**Given task**
Find "Exercise. Point to the gray" in the records that follow; print that line and each subsequent line through the last one, verbatim and with nothing added.

**Provided information**

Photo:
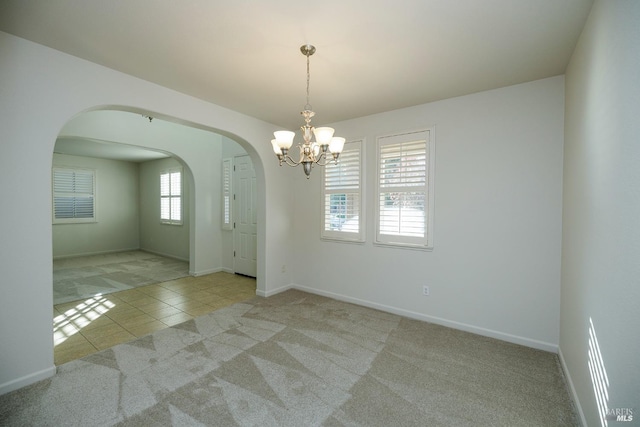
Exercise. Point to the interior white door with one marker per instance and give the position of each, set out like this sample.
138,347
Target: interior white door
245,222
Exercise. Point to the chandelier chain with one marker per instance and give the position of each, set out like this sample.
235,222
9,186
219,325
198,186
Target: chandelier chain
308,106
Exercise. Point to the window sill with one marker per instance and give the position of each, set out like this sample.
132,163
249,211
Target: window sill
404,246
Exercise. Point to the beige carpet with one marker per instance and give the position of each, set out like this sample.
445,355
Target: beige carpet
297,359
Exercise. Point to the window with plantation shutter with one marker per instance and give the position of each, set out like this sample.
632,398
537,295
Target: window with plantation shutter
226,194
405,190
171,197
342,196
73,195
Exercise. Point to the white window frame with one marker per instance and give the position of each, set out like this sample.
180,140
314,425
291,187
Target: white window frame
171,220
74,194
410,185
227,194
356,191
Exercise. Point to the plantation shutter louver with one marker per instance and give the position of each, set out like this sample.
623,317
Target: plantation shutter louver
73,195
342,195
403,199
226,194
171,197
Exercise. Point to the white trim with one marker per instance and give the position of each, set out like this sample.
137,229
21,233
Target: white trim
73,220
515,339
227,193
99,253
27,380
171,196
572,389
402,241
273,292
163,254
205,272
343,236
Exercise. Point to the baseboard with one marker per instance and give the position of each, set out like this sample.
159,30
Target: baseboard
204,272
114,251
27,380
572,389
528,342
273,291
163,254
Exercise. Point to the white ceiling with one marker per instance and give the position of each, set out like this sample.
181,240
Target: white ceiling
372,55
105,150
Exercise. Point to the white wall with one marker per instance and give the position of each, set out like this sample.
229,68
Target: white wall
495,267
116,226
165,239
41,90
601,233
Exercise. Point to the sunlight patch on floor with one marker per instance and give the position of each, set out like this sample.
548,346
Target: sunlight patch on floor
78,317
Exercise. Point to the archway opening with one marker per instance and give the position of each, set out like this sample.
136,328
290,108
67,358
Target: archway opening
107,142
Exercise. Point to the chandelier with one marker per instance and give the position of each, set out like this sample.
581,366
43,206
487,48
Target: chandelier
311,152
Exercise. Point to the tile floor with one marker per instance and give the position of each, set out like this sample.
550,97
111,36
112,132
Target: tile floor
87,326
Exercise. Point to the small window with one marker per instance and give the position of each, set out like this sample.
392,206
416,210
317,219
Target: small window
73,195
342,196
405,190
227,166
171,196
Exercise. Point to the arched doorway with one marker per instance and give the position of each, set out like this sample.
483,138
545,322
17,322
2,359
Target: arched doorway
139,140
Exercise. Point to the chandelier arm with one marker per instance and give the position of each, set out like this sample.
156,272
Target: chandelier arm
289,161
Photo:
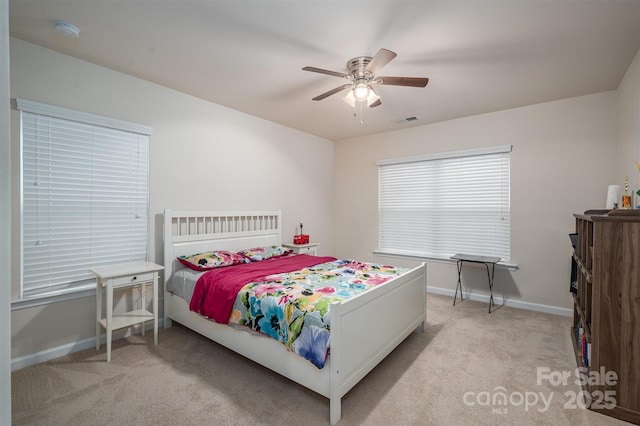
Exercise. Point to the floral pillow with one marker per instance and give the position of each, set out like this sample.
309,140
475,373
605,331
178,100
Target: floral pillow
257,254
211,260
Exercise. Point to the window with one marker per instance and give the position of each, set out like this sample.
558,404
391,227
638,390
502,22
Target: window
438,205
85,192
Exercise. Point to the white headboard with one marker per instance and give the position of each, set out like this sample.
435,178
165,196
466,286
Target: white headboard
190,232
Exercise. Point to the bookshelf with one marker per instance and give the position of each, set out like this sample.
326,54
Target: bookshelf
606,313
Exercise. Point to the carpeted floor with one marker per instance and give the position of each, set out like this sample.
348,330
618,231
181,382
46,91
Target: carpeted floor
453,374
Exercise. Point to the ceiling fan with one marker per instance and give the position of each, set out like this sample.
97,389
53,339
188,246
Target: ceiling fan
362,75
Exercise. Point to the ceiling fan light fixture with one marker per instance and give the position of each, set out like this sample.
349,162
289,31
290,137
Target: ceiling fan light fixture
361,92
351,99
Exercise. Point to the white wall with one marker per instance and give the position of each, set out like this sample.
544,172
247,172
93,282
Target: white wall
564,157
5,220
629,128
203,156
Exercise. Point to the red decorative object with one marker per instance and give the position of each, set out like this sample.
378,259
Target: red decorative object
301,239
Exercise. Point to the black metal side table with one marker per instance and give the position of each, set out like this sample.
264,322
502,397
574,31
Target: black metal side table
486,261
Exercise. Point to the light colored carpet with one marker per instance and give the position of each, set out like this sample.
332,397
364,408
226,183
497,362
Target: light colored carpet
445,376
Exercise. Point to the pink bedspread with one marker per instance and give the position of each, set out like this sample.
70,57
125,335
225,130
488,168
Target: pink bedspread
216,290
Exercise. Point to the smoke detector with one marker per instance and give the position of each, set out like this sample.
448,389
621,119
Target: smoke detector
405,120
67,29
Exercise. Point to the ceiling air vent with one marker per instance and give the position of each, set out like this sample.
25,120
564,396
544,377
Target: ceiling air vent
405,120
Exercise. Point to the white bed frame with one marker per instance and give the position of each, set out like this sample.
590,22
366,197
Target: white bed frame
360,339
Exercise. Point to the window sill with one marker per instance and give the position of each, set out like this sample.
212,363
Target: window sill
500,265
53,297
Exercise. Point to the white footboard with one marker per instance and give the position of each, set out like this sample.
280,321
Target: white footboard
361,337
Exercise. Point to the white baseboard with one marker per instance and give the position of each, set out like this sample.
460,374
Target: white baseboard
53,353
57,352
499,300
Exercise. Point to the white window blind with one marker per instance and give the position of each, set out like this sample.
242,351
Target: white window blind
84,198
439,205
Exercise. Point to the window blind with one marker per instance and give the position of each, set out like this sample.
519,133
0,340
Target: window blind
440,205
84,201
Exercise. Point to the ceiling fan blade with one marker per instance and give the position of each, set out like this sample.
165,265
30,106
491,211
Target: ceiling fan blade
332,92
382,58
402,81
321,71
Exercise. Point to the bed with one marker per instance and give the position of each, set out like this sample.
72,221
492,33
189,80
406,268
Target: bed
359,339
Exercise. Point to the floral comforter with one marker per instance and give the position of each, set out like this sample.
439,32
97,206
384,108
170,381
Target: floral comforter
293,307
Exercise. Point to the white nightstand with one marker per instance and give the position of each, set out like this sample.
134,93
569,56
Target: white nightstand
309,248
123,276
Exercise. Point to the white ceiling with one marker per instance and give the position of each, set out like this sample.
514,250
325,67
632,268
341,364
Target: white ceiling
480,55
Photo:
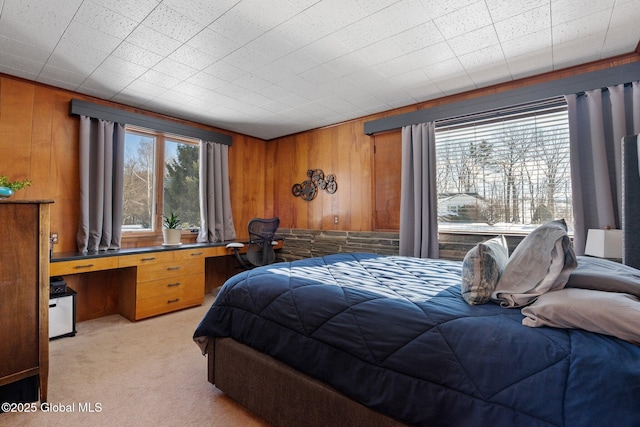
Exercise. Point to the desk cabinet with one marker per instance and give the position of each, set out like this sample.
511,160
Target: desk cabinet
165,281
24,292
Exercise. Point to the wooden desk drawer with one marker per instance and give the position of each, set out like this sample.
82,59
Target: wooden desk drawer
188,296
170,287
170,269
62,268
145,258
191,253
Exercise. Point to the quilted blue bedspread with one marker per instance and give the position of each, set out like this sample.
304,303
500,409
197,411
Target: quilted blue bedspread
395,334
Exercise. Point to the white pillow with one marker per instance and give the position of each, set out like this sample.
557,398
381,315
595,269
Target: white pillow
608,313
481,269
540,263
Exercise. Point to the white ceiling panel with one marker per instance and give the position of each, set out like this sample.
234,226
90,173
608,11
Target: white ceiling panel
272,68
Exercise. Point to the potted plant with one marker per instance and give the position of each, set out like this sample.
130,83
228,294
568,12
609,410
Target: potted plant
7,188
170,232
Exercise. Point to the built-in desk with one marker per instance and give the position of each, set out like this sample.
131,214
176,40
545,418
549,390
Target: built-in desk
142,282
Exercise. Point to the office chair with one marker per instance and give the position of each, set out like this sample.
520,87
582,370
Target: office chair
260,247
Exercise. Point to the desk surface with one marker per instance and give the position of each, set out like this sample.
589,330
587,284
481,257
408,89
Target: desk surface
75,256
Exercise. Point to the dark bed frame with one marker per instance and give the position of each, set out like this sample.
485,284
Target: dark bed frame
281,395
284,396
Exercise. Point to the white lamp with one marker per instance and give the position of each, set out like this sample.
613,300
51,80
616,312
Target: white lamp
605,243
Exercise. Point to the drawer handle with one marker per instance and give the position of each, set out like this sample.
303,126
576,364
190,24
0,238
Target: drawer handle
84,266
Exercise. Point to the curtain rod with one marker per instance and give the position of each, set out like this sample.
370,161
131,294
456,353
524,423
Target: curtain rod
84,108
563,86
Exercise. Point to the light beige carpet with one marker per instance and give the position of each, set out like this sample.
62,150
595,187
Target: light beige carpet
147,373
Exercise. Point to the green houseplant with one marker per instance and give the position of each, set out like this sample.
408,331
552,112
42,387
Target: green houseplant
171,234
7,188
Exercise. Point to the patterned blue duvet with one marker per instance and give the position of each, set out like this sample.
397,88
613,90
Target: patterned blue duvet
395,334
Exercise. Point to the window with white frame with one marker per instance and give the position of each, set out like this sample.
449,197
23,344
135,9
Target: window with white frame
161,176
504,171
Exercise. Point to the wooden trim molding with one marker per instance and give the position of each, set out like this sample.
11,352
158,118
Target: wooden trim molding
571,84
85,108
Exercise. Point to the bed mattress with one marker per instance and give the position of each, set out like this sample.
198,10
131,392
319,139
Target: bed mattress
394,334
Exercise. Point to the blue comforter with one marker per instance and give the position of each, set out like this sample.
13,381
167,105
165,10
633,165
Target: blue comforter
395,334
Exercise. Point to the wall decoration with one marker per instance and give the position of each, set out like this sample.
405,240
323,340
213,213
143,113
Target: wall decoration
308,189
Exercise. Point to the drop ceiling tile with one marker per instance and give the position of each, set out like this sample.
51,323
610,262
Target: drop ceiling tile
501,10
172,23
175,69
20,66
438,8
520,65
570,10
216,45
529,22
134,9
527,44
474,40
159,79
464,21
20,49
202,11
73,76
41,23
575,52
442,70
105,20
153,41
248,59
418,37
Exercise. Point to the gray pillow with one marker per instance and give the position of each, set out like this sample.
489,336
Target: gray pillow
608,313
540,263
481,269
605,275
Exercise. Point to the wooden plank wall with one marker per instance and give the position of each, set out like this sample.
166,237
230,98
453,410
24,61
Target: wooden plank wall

**Solution to the exercise**
Exercise. Point to the gray pillow with one marker per instance and give the position of each, set out like this sample.
489,336
Target: gray pillow
608,313
540,263
481,269
605,275
Exercise. Point to the wooden plank wall with one marker per instance and give the position of each, set out like this sample.
166,237
230,98
453,410
24,61
Target: wooden plank wall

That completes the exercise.